Saved data entries:
····················

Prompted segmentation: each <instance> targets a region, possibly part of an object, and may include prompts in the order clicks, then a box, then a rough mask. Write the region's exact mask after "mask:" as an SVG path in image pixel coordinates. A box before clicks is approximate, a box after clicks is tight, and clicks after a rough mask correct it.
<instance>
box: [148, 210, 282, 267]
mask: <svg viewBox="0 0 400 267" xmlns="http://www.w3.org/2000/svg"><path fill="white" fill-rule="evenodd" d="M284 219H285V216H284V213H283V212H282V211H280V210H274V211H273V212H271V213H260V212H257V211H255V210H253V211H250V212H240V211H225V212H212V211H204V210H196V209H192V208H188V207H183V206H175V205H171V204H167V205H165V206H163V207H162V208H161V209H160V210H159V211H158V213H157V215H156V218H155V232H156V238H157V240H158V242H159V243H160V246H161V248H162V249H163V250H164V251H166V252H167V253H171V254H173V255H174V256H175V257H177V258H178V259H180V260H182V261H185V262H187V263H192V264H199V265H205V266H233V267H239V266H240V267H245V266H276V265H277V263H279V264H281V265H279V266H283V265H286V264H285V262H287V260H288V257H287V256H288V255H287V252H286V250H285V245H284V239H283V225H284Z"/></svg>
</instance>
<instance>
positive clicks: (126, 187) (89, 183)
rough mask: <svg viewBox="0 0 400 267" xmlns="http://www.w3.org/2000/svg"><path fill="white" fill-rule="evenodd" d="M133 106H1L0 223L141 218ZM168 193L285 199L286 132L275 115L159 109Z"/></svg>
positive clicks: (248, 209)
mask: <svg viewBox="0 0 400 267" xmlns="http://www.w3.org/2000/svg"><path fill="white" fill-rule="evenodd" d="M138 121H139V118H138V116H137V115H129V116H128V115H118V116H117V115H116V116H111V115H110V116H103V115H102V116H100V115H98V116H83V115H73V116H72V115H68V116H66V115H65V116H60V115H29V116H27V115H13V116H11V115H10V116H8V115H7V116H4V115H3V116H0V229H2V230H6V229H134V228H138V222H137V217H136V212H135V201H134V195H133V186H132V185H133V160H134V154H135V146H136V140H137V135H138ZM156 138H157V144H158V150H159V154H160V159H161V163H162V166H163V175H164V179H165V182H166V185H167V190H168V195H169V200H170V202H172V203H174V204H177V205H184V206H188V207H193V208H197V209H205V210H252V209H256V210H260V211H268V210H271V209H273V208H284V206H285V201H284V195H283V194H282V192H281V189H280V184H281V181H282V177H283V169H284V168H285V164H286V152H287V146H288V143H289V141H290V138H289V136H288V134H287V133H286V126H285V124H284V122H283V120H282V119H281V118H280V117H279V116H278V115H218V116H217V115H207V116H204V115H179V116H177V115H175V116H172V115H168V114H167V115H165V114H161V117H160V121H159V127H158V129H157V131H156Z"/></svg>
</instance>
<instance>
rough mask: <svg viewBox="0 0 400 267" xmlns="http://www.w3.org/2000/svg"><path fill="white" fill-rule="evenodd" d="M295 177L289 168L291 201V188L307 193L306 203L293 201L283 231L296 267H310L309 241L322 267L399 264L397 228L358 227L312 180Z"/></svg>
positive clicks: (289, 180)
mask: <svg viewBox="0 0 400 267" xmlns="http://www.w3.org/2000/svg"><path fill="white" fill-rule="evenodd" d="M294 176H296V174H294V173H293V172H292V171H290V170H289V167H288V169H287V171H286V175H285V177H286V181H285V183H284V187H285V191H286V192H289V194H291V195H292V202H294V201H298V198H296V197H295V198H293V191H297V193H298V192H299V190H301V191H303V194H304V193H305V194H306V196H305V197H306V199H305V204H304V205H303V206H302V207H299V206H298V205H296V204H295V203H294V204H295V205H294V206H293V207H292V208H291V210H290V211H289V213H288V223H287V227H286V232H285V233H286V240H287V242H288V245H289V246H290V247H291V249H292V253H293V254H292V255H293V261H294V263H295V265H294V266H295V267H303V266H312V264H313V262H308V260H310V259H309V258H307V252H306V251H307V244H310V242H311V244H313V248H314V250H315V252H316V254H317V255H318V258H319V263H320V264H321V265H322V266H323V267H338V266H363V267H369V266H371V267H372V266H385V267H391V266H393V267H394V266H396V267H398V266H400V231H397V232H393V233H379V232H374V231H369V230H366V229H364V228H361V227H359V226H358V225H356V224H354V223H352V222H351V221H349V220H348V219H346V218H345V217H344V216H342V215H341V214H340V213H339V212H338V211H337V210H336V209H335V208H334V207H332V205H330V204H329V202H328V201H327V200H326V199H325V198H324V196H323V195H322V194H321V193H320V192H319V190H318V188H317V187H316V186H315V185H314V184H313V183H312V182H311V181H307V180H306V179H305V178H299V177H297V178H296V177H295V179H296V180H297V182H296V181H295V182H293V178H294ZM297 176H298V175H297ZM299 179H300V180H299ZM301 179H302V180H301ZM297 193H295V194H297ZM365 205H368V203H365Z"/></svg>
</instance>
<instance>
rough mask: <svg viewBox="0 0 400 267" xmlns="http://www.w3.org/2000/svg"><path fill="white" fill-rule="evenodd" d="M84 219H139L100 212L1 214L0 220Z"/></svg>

····················

### WORK REQUEST
Repeat every line of the data word for word until you have repeated the line that contains "positive clicks: (126, 187) (89, 183)", which is the last one to include.

### EXERCISE RESULT
Prompted segmentation: each <instance> targets a region, possibly part of an object, and may include prompts in the order clicks, then a box, then a rough mask. Write the region's exact mask after "mask:" as an SVG path in image pixel coordinates. A box before clicks is approximate, a box after clicks is tight, and clicks after a rough mask correct it.
<instance>
box: [148, 210, 282, 267]
mask: <svg viewBox="0 0 400 267" xmlns="http://www.w3.org/2000/svg"><path fill="white" fill-rule="evenodd" d="M284 219H285V216H284V213H283V212H282V211H280V210H274V211H273V212H271V213H260V212H257V211H255V210H253V211H250V212H240V211H225V212H212V211H204V210H196V209H192V208H188V207H183V206H175V205H171V204H167V205H165V206H163V207H162V208H161V209H160V210H159V211H158V213H157V215H156V218H155V232H156V238H157V240H158V242H159V243H160V246H161V248H162V249H163V250H164V251H166V252H167V253H171V254H173V255H174V256H175V257H177V258H178V259H180V260H182V261H185V262H187V263H192V264H199V265H205V266H233V267H239V266H240V267H245V266H276V265H277V263H279V264H281V265H279V266H283V265H286V264H285V262H287V260H288V257H287V256H288V255H287V252H286V250H285V245H284V239H283V225H284Z"/></svg>
</instance>
<instance>
positive clicks: (126, 187) (89, 183)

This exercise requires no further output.